=== WRITTEN EXERCISE 1 ===
In the discussion below, what kind of scores does SMATCH compute?
=== WRITTEN EXERCISE 2 ===
Quote the discussion below word for word from "I think 3 leaves" to "correct definition here.".

=== PROVIDED PASSAGE ===
------

I think 3 leaves open the door for gaming the metric; users can pad their AMRs with edges they are confident about. Both 1 and 2 are ok, but I have a preference for 2 as these duplicated edges are bad AMRs (see https://github.com/amrisi/amr-guidelines/issues/93 and https://github.com/amrisi/amr-guidelines/issues/121) and the badness should be reflected in the score.

ramon-astudillo commented 4 years ago

I agree that 2 makes the most sense.

oepen commented 4 years ago

SMATCH computes F1 scores, so there should be no uncertainty about what is the correct definition here.

there could be ‘duplicate’ tuples in either the gold or the system graph, or both. all should be counted equally, i.e. some will be correct (in both graphs), some maybe only in one or the other. i believe the right solution will be more in the spirit of your option 3. rather than 2. the potential for ‘gaming’ scores, to me, seems to presuppose that one can change the gold-standard target graph?

assuming a fixed ‘gold’ graph, say it contains two ‘duplicate’ triples (h : mode interrogative). a parser output with two such triples will yield perfect precision and recall; missing for example one of them will reduce recall, whereas padding with extra :mode triples would penalize precision.

oepen commented 4 years ago

one more comment on the legitimacy of ‘duplicate’ triples. the original issue was about multiple edges with the same label (roles), and the discussions among AMR developers that you dug up, @goodmami, seem to lean towards outlawing those.

------

=== PROVIDED INFORMATION ===

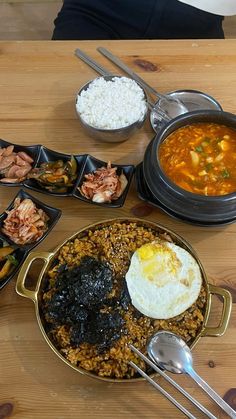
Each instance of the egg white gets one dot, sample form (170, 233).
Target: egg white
(163, 280)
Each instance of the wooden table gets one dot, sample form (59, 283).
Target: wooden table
(38, 83)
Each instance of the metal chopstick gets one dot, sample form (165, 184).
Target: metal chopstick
(128, 70)
(92, 63)
(171, 381)
(101, 70)
(162, 391)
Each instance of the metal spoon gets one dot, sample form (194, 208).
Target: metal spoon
(171, 353)
(171, 106)
(101, 70)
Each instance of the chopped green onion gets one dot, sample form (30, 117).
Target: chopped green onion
(225, 174)
(208, 167)
(13, 260)
(199, 148)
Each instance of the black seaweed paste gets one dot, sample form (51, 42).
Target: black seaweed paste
(82, 302)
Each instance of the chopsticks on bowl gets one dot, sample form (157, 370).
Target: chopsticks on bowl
(171, 381)
(101, 70)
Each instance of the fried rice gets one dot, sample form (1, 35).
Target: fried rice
(116, 243)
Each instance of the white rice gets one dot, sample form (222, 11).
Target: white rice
(112, 104)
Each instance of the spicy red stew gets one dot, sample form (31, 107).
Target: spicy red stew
(201, 158)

------

=== FULL SOLUTION 1 ===
F1 scores.

=== FULL SOLUTION 2 ===
I think 3 leaves open the door for gaming the metric; users can pad their AMRs with edges they are confident about. Both 1 and 2 are ok, but I have a preference for 2 as these duplicated edges are bad AMRs (see https://github.com/amrisi/amr-guidelines/issues/93 and https://github.com/amrisi/amr-guidelines/issues/121) and the badness should be reflected in the score.

ramon-astudillo commented 4 years ago

I agree that 2 makes the most sense.

oepen commented 4 years ago

SMATCH computes F1 scores, so there should be no uncertainty about what is the correct definition here.